#### Objective:
Return, unchanged, the lines of the material starting with the line that contains "Objective — one point per instance of the orange-leaved" and going on through the line that contains "336], [119, 352]]", with both of those lines included.

#### Raw data:

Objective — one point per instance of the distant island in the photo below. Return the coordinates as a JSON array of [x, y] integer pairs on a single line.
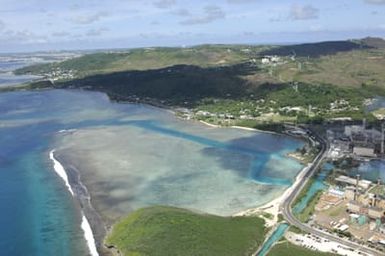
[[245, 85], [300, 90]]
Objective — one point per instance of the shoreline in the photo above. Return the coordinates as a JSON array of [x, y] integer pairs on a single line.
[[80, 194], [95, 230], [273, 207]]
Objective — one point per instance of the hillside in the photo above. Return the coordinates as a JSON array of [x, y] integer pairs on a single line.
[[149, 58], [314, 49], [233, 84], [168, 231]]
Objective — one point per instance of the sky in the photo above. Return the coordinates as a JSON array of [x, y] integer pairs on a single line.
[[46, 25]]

--

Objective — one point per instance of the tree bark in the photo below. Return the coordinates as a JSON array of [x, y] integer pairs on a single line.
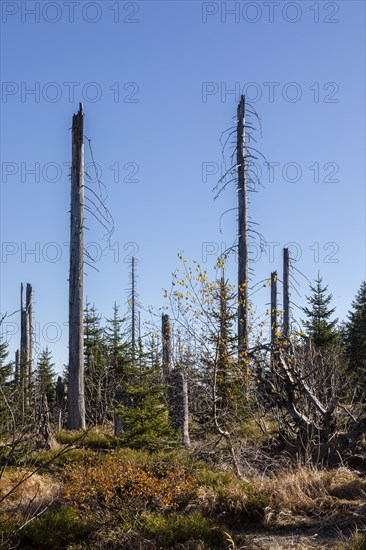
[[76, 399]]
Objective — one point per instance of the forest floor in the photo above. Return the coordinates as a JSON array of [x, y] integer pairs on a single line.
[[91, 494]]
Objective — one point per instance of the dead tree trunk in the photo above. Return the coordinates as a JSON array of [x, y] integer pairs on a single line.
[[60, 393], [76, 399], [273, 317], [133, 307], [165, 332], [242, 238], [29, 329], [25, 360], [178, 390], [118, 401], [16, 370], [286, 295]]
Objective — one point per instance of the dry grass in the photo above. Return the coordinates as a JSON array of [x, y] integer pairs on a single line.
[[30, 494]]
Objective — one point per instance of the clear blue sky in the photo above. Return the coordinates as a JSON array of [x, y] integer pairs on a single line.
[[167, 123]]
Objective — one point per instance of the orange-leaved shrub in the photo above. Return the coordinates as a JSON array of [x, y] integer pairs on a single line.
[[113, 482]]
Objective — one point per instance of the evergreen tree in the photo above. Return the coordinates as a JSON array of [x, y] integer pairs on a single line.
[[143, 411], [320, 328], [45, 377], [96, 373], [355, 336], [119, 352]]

#### Solution for this problem:
Objective — one point per instance of the orange-leaved shrub in the photo above. Return the coordinates as a JSON array of [x, y] integer pairs on a single line.
[[113, 482]]
Objective — one point per instance of the evergreen tree in the photo above. Return the coordinates as a JSON array of [x, y] integer pairs on a single line.
[[143, 411], [320, 328], [45, 377], [96, 373], [355, 336], [119, 352]]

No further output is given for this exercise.